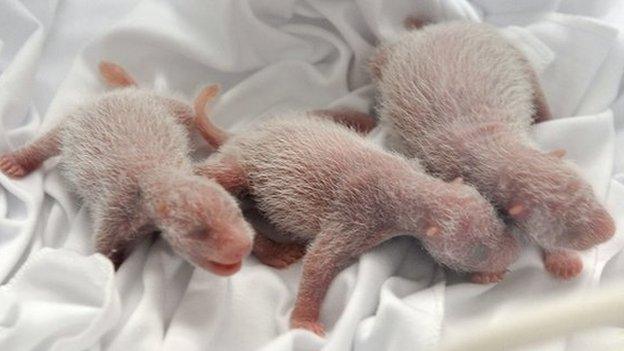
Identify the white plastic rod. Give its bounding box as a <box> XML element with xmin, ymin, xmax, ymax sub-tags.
<box><xmin>438</xmin><ymin>283</ymin><xmax>624</xmax><ymax>351</ymax></box>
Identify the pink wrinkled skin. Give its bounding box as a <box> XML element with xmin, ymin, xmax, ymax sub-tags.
<box><xmin>194</xmin><ymin>105</ymin><xmax>520</xmax><ymax>335</ymax></box>
<box><xmin>0</xmin><ymin>62</ymin><xmax>254</xmax><ymax>275</ymax></box>
<box><xmin>372</xmin><ymin>21</ymin><xmax>615</xmax><ymax>279</ymax></box>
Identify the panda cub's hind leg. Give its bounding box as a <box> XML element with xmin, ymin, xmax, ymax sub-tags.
<box><xmin>245</xmin><ymin>206</ymin><xmax>306</xmax><ymax>269</ymax></box>
<box><xmin>542</xmin><ymin>248</ymin><xmax>583</xmax><ymax>280</ymax></box>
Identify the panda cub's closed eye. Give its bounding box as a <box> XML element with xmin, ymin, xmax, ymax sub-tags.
<box><xmin>190</xmin><ymin>226</ymin><xmax>210</xmax><ymax>238</ymax></box>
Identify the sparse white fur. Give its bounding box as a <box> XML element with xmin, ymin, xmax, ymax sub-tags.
<box><xmin>203</xmin><ymin>112</ymin><xmax>519</xmax><ymax>273</ymax></box>
<box><xmin>60</xmin><ymin>88</ymin><xmax>194</xmax><ymax>217</ymax></box>
<box><xmin>196</xmin><ymin>110</ymin><xmax>522</xmax><ymax>334</ymax></box>
<box><xmin>374</xmin><ymin>21</ymin><xmax>614</xmax><ymax>253</ymax></box>
<box><xmin>0</xmin><ymin>84</ymin><xmax>254</xmax><ymax>275</ymax></box>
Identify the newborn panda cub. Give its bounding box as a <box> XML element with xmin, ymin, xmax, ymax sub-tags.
<box><xmin>372</xmin><ymin>21</ymin><xmax>615</xmax><ymax>279</ymax></box>
<box><xmin>193</xmin><ymin>100</ymin><xmax>520</xmax><ymax>335</ymax></box>
<box><xmin>0</xmin><ymin>62</ymin><xmax>254</xmax><ymax>276</ymax></box>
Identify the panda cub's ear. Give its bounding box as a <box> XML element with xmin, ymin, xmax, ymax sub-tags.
<box><xmin>425</xmin><ymin>226</ymin><xmax>439</xmax><ymax>237</ymax></box>
<box><xmin>99</xmin><ymin>61</ymin><xmax>137</xmax><ymax>87</ymax></box>
<box><xmin>547</xmin><ymin>149</ymin><xmax>566</xmax><ymax>159</ymax></box>
<box><xmin>507</xmin><ymin>203</ymin><xmax>527</xmax><ymax>219</ymax></box>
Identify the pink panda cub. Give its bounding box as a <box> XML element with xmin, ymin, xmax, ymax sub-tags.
<box><xmin>372</xmin><ymin>21</ymin><xmax>615</xmax><ymax>279</ymax></box>
<box><xmin>0</xmin><ymin>62</ymin><xmax>254</xmax><ymax>275</ymax></box>
<box><xmin>192</xmin><ymin>98</ymin><xmax>520</xmax><ymax>335</ymax></box>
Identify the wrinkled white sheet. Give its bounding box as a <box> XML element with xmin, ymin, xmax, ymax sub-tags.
<box><xmin>0</xmin><ymin>0</ymin><xmax>623</xmax><ymax>350</ymax></box>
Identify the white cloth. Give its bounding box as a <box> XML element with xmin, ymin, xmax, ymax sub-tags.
<box><xmin>0</xmin><ymin>0</ymin><xmax>623</xmax><ymax>350</ymax></box>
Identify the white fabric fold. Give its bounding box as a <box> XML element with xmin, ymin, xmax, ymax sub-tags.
<box><xmin>0</xmin><ymin>248</ymin><xmax>119</xmax><ymax>351</ymax></box>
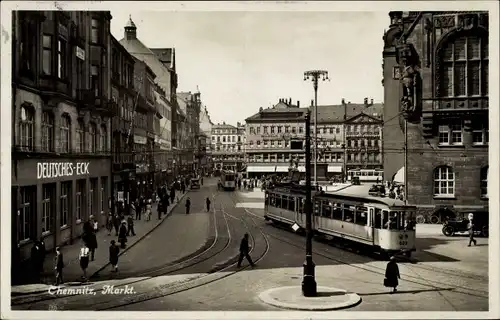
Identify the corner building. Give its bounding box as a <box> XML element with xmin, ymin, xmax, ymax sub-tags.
<box><xmin>11</xmin><ymin>11</ymin><xmax>113</xmax><ymax>273</ymax></box>
<box><xmin>382</xmin><ymin>11</ymin><xmax>489</xmax><ymax>222</ymax></box>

## Assignment
Every entry above is to be repeated word for word, with all pictures omitted.

## Solved exercise
Identify the white plastic rod. Give its bounding box as a <box> XML element with xmin, ymin, xmax, ymax sub-tags.
<box><xmin>438</xmin><ymin>283</ymin><xmax>624</xmax><ymax>351</ymax></box>
Identify the pink wrinkled skin. Give its bounding box as a <box> XML element with xmin, ymin, xmax, ymax sub-tags.
<box><xmin>194</xmin><ymin>105</ymin><xmax>520</xmax><ymax>335</ymax></box>
<box><xmin>0</xmin><ymin>62</ymin><xmax>254</xmax><ymax>275</ymax></box>
<box><xmin>372</xmin><ymin>21</ymin><xmax>615</xmax><ymax>279</ymax></box>
Identify the panda cub's hind leg. Give its bounding box as a <box> XML element with xmin, ymin, xmax, ymax sub-tags.
<box><xmin>245</xmin><ymin>206</ymin><xmax>306</xmax><ymax>269</ymax></box>
<box><xmin>542</xmin><ymin>248</ymin><xmax>583</xmax><ymax>280</ymax></box>
Identify the panda cub's closed eye. Give its bounding box as a <box> XML element with xmin, ymin, xmax, ymax sub-tags.
<box><xmin>190</xmin><ymin>226</ymin><xmax>210</xmax><ymax>238</ymax></box>
Identify the sparse white fur. Give its bounding box as a <box> XML element with xmin, ymin, xmax, ymax sub-tags.
<box><xmin>203</xmin><ymin>112</ymin><xmax>519</xmax><ymax>273</ymax></box>
<box><xmin>60</xmin><ymin>88</ymin><xmax>194</xmax><ymax>217</ymax></box>
<box><xmin>196</xmin><ymin>110</ymin><xmax>522</xmax><ymax>334</ymax></box>
<box><xmin>374</xmin><ymin>21</ymin><xmax>614</xmax><ymax>253</ymax></box>
<box><xmin>0</xmin><ymin>84</ymin><xmax>254</xmax><ymax>275</ymax></box>
Identify the newborn panda cub. Give its bounding box as a <box> XML element with xmin, ymin, xmax, ymax sub-tags.
<box><xmin>372</xmin><ymin>21</ymin><xmax>615</xmax><ymax>279</ymax></box>
<box><xmin>193</xmin><ymin>100</ymin><xmax>520</xmax><ymax>335</ymax></box>
<box><xmin>0</xmin><ymin>62</ymin><xmax>254</xmax><ymax>276</ymax></box>
Identify the panda cub's ear. Give its bounding box as a <box> XML element with xmin, ymin, xmax, ymax sub-tags.
<box><xmin>425</xmin><ymin>226</ymin><xmax>439</xmax><ymax>237</ymax></box>
<box><xmin>99</xmin><ymin>61</ymin><xmax>137</xmax><ymax>87</ymax></box>
<box><xmin>547</xmin><ymin>149</ymin><xmax>566</xmax><ymax>159</ymax></box>
<box><xmin>507</xmin><ymin>203</ymin><xmax>527</xmax><ymax>219</ymax></box>
Identify the pink panda cub. Give its bounding box as a <box> XML element with xmin, ymin, xmax, ymax sub-tags.
<box><xmin>372</xmin><ymin>21</ymin><xmax>615</xmax><ymax>279</ymax></box>
<box><xmin>0</xmin><ymin>62</ymin><xmax>254</xmax><ymax>275</ymax></box>
<box><xmin>192</xmin><ymin>98</ymin><xmax>520</xmax><ymax>335</ymax></box>
Identify the wrinkled white sheet. Give its bounding box as a <box> XML element with xmin, ymin, xmax, ymax sub-tags.
<box><xmin>0</xmin><ymin>0</ymin><xmax>623</xmax><ymax>350</ymax></box>
Identify the white cloth. Give its bounding box as a <box> XML element with xmin, ymin, xmax, ymax sub-tags.
<box><xmin>0</xmin><ymin>0</ymin><xmax>623</xmax><ymax>350</ymax></box>
Identify the white fabric fold. Give its bounding box as a <box> XML element with xmin, ymin, xmax, ymax sub-tags.
<box><xmin>0</xmin><ymin>248</ymin><xmax>119</xmax><ymax>351</ymax></box>
Identify the corner building. Give its bounding box as a <box> XML element with xmin, ymin, xmax, ymax sub-tags.
<box><xmin>11</xmin><ymin>11</ymin><xmax>113</xmax><ymax>273</ymax></box>
<box><xmin>382</xmin><ymin>11</ymin><xmax>489</xmax><ymax>222</ymax></box>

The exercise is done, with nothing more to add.